• Data for the task

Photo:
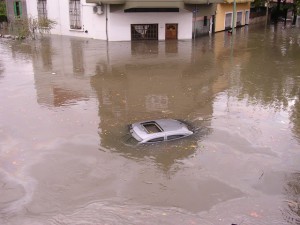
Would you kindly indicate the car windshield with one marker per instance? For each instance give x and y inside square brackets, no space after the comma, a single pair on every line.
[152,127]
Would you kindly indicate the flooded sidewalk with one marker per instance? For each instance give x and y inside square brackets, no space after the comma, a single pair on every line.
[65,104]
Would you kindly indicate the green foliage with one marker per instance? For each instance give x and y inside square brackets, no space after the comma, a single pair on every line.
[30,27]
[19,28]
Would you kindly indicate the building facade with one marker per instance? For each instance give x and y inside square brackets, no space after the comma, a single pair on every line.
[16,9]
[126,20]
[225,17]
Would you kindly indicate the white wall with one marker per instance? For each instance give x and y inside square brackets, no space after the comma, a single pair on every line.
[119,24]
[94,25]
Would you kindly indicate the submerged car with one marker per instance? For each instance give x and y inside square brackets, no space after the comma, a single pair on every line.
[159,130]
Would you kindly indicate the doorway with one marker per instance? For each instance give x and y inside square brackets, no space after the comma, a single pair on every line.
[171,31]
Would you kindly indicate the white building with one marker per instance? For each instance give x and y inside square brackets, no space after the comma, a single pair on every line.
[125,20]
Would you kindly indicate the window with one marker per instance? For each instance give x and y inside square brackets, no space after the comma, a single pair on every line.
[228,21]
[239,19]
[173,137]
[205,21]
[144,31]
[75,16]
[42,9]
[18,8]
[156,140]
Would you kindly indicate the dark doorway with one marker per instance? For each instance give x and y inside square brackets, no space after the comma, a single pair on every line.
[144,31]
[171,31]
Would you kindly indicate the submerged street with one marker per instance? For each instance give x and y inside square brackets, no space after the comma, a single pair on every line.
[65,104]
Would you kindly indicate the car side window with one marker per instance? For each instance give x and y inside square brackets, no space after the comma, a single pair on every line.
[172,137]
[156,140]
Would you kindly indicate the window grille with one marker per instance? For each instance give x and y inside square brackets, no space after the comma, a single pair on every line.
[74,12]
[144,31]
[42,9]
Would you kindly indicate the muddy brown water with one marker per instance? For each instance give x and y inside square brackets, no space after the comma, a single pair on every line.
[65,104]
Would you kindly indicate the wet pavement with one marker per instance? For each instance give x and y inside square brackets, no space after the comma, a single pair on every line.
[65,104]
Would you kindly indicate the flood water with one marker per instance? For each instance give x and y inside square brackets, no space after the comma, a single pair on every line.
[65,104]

• Task directions
Each record must be quoted in full and exactly. Do not include the pictures.

• Answer for this exercise
Photo:
Would you kindly indicate the car windshield with one marker per instance? For each instance give x and y inside square brackets, no space after the comma, a single pair on every line.
[152,127]
Would you kindly indicate the flooded sidewalk with one marker per instance? For each instance give x and y inside square brackets, no space after the comma, a single pair on every line.
[65,104]
Would you kindly indicate the green foliage with one marker per instance? For each instance give x and y inside square brackets, no space after the comma, a single pair on every line.
[30,27]
[19,28]
Would you kindly indicate the building facade with one marker per instance? For each instance give x and y inside square brackets, no space after the comma, a single pair on every line.
[16,9]
[126,20]
[225,17]
Would you kindly indicate the white wall with one marker per instance? For each instance give x and y inside square brackets, no space after the comma, a single pair on every line.
[119,24]
[94,25]
Would you kindly indicate the submerged car with one marker per instance? For each instance give x and y inside square brackets, no space after the comma, a single pair on every line.
[159,130]
Would you kindly indicate the doorway with one marker per instance? For each instance give x and y inside square brackets, no space after the comma, a single pair on every line.
[171,31]
Would you kindly indicate the white building with one marker per instance? For each instance give x and y inside square brackets, no space after the comma, a single pair on every line.
[125,20]
Would you kindly indicate the window with one marker per instance? For each instance give x and y inside square brackets, no space after the comma, a single pair on every line.
[228,21]
[239,19]
[173,137]
[205,21]
[144,31]
[75,16]
[42,9]
[18,8]
[156,140]
Would you kindly indicate the dark doorway with one marker per instance? For each instance give x and y inside square brackets, no space after the comma, a single pair on every line.
[144,31]
[171,31]
Would you kindly indicate the submerged street with one marker per instance? For each instance give x and y inside square brackets, no space after the comma, a single pair on every line.
[65,104]
Would you kindly indicate the car side window with one marker per instance? For each instance give x and y inside square brackets, no space after the comma, a single pair on every line.
[172,137]
[156,140]
Would you kindly indicate the window grille with one marker per instance? For each instance give x and y inside square brackets, no space after the comma, a single pair on every line.
[74,12]
[144,31]
[42,9]
Would you kindly indicate the muddy brown water with one marker per instance? For each instance give x and y inside square brackets, no space after the comma, a single pair on every line.
[65,104]
Would you kindly indicate the wet pavement with one marker per instance? For each instance give x and y inside square brackets, no space after the comma, a single pair on every line.
[65,104]
Would you kindly indicate the flood water with one marker per instance? For each instance give x and y inside square brackets, no space after the comma, a single pair on every line.
[65,104]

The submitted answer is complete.